Work item
For this task, extract exactly the lines of the data below, from the line containing "[(565, 126), (232, 59), (478, 176)]" through the last one, with pictures left out.

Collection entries
· · · ·

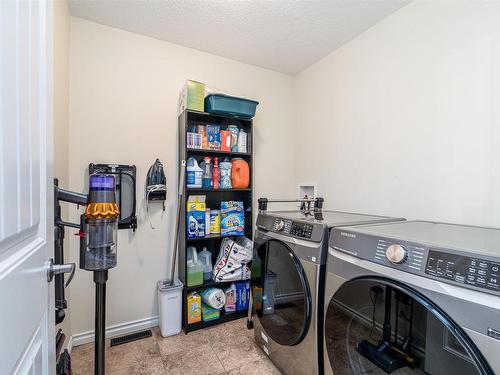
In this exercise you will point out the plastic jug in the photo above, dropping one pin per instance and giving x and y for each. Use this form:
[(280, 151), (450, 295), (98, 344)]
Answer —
[(193, 174), (240, 174), (194, 268), (206, 177), (205, 258)]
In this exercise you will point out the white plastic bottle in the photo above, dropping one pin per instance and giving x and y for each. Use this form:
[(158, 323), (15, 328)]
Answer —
[(193, 174), (205, 257)]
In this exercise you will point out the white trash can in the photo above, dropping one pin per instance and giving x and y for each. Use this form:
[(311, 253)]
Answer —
[(170, 307)]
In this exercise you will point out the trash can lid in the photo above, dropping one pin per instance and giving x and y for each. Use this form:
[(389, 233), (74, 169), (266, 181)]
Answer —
[(164, 285)]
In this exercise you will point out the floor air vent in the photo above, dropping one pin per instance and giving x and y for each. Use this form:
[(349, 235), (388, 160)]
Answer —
[(131, 337)]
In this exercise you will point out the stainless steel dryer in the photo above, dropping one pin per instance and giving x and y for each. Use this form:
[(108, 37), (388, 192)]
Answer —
[(292, 248), (413, 297)]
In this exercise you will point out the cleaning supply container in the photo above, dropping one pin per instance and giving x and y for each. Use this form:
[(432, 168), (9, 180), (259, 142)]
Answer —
[(193, 301), (240, 174), (170, 305), (194, 268), (205, 257), (230, 105), (193, 174)]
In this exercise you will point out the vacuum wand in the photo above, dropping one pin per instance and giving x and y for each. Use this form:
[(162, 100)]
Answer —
[(99, 226), (176, 233)]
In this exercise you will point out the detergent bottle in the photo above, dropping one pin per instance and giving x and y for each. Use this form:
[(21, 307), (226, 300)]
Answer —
[(194, 267), (240, 174), (215, 176), (193, 174), (205, 257), (206, 179)]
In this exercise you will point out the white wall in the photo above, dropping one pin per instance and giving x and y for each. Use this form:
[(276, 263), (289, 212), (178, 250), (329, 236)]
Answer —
[(123, 109), (406, 118), (61, 109)]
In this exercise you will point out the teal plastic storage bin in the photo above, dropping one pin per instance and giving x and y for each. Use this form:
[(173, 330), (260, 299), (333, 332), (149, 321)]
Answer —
[(230, 106)]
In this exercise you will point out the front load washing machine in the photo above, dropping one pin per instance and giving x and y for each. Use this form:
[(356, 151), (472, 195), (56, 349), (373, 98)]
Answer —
[(291, 248), (413, 297)]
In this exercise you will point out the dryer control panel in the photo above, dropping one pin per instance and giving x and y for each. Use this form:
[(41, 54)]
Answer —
[(301, 230), (464, 270), (447, 265)]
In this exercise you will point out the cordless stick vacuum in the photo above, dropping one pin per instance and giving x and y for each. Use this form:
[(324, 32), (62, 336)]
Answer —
[(97, 231)]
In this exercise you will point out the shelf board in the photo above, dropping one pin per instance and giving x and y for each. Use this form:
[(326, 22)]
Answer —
[(223, 319), (208, 284), (206, 114), (214, 237), (204, 190), (215, 152)]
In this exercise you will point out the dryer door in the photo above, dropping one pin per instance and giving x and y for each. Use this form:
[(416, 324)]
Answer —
[(285, 308), (376, 325)]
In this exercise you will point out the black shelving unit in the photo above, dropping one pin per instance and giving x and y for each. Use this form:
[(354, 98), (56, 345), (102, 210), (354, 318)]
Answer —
[(213, 199)]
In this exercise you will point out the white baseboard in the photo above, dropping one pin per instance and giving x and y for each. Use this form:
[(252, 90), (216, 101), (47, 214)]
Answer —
[(117, 330)]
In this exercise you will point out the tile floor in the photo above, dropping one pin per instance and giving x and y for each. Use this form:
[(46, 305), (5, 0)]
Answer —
[(225, 349)]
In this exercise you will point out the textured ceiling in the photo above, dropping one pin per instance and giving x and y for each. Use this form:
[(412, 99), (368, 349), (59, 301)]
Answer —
[(285, 36)]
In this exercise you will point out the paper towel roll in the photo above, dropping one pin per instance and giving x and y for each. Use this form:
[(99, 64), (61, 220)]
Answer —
[(213, 297)]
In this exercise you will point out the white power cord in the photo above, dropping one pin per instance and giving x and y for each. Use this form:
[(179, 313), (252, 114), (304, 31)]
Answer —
[(150, 189)]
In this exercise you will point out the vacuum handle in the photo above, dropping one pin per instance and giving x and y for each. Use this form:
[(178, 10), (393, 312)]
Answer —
[(318, 202)]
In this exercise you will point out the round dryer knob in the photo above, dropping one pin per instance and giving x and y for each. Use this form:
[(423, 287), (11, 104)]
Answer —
[(279, 225), (396, 254)]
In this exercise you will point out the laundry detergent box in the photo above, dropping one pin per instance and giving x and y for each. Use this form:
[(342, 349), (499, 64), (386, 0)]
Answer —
[(192, 96), (195, 216), (230, 305), (232, 218), (193, 308), (209, 313), (242, 295)]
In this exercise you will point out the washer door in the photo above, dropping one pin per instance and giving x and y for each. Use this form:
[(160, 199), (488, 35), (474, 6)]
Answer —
[(285, 309), (376, 325)]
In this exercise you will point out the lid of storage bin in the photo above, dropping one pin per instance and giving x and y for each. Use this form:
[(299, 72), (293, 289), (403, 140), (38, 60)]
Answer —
[(231, 97), (164, 285)]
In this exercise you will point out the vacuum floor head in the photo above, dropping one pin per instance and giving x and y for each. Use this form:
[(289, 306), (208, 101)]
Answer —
[(380, 355)]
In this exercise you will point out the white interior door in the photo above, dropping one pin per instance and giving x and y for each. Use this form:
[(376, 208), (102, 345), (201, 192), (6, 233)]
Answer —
[(26, 232)]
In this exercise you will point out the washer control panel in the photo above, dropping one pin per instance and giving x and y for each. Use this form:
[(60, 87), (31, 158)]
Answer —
[(301, 230), (464, 270), (447, 265)]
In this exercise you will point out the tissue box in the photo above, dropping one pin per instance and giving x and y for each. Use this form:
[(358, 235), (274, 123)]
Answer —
[(242, 295), (232, 218), (192, 96)]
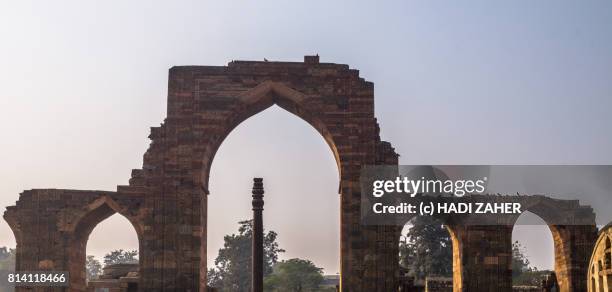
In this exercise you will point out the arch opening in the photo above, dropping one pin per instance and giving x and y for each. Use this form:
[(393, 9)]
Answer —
[(299, 178), (257, 100), (95, 261), (534, 252)]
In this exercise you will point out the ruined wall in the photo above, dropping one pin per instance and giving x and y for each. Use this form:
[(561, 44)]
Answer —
[(167, 200), (170, 191)]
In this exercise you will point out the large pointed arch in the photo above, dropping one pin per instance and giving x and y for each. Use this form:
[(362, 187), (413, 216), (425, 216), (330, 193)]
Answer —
[(258, 99)]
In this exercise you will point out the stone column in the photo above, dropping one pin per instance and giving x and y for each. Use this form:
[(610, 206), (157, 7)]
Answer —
[(257, 246)]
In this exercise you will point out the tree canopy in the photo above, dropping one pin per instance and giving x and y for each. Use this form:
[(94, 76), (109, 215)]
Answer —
[(427, 249), (294, 275), (233, 264)]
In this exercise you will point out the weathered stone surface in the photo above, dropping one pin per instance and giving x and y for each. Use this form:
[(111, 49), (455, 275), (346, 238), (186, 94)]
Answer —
[(600, 266)]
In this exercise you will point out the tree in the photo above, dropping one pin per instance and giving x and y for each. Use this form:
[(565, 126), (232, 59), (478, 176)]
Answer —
[(121, 256), (93, 267), (427, 250), (294, 275), (233, 264), (520, 262)]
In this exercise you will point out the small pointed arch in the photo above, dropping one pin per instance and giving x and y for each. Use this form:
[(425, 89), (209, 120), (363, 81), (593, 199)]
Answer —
[(94, 213)]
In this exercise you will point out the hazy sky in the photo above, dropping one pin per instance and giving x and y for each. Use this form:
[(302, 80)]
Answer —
[(469, 82)]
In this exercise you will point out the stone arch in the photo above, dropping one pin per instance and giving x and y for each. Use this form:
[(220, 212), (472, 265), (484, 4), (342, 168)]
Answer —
[(572, 227), (255, 101), (599, 276), (94, 213)]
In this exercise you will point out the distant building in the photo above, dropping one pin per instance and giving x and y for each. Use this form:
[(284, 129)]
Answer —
[(116, 278)]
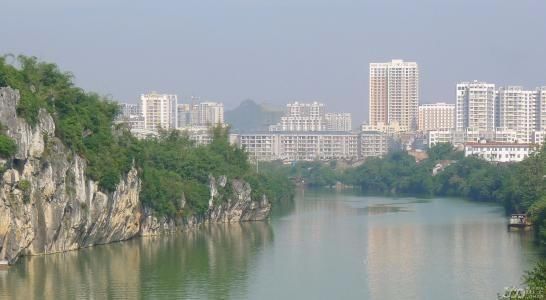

· · · ·

Answer
[(565, 126), (232, 59), (478, 176)]
Answer —
[(121, 256), (93, 267), (427, 250), (294, 275), (233, 264), (520, 262)]
In this exercise you will point out the small pointed arch in the photo above, dropping one pin per instance and giving x and y for each. Use this form:
[(425, 89), (209, 120), (363, 81), (593, 199)]
Answer —
[(94, 213)]
In this exercise you will point out the hazy sky in the photo above, dropping one pin per instance and giving x and y for each. Use this form:
[(302, 80)]
Answer —
[(469, 82)]
In this exercise you will point out the stone arch in the photo above, dropping one pin per instance and giving x and y for each. Use this form:
[(220, 212), (472, 265), (484, 4), (342, 168)]
Answer —
[(572, 227), (255, 101), (599, 276), (94, 213)]
In this exercise you will point out the distant building in the photo above, dropping one pin per instance and giving x and y for each. Use this form:
[(284, 129)]
Answer —
[(116, 278)]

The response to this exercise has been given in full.